- What is needed -
Please put the stretch of lines from the first one through the one containing "x=992, y=376", both included, into a Markdown table with the columns Row and Line, numbering each row and skipping blank lines.

┌──

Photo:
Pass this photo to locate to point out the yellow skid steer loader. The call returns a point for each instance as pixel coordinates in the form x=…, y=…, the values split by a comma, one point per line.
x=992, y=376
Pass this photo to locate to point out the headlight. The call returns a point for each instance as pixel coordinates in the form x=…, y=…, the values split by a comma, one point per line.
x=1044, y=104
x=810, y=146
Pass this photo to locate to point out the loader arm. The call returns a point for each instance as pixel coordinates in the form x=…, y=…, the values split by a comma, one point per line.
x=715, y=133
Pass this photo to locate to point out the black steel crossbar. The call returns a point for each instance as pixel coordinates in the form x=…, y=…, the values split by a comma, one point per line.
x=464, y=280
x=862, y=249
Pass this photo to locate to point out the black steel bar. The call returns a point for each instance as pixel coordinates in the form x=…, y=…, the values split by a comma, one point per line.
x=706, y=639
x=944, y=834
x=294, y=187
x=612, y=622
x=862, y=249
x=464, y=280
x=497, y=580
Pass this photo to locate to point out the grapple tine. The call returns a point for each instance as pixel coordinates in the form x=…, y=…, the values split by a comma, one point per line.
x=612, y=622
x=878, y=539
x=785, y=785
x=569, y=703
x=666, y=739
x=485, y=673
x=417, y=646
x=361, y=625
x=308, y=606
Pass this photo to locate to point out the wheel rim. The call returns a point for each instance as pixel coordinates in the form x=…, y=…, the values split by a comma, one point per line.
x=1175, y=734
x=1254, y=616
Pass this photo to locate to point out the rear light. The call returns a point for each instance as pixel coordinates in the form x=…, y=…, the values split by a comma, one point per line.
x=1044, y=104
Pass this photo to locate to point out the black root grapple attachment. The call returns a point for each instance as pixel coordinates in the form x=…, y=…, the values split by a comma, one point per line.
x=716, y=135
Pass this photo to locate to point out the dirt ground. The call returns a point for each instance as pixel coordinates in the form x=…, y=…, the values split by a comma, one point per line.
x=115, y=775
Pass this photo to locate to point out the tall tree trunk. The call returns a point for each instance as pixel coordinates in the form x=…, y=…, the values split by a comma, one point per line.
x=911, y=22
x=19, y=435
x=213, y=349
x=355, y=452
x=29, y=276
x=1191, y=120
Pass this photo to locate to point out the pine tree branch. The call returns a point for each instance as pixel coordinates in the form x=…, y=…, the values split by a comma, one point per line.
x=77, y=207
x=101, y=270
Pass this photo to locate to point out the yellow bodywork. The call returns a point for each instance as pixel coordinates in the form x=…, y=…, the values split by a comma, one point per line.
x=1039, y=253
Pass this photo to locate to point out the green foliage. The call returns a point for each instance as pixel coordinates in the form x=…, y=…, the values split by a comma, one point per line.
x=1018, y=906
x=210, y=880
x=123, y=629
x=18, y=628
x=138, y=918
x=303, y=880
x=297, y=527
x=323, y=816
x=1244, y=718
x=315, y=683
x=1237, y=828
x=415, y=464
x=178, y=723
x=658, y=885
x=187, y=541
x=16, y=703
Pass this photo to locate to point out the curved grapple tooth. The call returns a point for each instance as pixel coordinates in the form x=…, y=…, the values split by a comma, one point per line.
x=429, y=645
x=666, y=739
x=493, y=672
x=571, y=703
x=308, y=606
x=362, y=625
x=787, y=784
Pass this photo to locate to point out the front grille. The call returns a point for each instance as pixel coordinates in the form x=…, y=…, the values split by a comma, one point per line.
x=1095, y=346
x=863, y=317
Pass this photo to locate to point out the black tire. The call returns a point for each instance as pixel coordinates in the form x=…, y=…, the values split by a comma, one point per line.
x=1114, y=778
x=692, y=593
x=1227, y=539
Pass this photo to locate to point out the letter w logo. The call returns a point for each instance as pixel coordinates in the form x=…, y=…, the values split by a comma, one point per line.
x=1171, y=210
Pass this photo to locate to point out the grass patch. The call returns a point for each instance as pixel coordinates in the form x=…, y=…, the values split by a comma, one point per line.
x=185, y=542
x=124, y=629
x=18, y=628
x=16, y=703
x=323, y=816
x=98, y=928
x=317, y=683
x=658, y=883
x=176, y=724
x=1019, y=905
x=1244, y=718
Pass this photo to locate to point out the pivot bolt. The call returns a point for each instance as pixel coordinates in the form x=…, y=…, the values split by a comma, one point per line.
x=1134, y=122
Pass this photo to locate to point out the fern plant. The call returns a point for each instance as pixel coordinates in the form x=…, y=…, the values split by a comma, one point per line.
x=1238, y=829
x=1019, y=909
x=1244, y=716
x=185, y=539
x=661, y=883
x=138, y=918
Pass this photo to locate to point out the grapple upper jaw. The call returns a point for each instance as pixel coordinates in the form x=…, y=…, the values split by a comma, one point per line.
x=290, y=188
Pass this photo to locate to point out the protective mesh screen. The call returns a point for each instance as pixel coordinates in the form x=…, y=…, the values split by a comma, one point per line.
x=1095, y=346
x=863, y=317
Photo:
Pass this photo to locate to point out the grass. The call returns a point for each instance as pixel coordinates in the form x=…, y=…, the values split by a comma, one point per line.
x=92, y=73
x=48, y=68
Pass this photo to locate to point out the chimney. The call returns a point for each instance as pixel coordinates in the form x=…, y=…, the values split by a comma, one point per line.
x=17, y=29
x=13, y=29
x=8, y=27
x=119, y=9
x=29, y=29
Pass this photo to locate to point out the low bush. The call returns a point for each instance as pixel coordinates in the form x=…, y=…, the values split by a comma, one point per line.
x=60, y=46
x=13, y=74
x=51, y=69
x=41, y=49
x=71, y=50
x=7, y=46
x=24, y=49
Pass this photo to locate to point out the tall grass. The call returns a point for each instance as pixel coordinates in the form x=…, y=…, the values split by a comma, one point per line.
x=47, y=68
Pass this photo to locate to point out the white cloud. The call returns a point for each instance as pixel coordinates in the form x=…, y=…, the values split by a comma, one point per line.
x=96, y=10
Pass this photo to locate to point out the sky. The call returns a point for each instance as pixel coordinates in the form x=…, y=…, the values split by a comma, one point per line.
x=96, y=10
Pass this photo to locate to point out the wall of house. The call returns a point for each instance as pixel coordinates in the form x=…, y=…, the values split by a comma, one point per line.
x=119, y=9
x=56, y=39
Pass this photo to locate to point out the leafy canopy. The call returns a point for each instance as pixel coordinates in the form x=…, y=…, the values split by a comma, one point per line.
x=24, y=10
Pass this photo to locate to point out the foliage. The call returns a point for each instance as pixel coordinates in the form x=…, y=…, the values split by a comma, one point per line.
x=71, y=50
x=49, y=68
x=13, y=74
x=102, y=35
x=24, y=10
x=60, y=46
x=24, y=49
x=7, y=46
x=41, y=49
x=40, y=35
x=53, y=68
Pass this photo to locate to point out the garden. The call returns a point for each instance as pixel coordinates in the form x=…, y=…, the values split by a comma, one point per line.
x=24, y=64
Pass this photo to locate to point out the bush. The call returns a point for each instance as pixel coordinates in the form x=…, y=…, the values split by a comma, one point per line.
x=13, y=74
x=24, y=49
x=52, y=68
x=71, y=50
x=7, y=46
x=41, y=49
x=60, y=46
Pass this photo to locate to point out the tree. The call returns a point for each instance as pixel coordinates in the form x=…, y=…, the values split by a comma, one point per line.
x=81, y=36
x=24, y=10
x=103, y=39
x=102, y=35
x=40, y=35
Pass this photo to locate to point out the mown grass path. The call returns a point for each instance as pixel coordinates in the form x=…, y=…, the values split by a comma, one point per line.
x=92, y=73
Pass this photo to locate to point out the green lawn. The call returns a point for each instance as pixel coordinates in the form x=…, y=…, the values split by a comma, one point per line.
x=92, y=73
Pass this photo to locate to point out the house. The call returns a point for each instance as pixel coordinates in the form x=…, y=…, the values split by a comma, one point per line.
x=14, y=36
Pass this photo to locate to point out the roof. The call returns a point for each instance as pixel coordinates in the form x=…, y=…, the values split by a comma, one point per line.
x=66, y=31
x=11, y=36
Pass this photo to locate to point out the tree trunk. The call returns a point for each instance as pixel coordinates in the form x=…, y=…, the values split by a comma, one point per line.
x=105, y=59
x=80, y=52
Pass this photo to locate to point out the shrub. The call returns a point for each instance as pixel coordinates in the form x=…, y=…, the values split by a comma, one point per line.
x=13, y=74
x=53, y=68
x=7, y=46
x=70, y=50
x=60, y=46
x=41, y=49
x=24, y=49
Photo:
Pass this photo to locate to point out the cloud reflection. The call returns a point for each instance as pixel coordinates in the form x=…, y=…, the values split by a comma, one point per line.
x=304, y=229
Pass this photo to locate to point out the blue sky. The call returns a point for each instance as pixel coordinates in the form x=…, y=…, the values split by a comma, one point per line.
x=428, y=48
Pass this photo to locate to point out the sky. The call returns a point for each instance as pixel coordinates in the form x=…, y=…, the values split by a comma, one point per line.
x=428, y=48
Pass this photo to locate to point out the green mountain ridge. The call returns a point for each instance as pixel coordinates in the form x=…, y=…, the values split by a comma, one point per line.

└──

- Response to this task -
| Row | Line |
|---|---|
| 1 | Photo: |
| 2 | Pass this photo to locate to point out the yellow skid steer loader. The call returns a point for each instance as pixel coordinates in the form x=…, y=…, the values split by a comma, one point per line. |
| 3 | x=992, y=376 |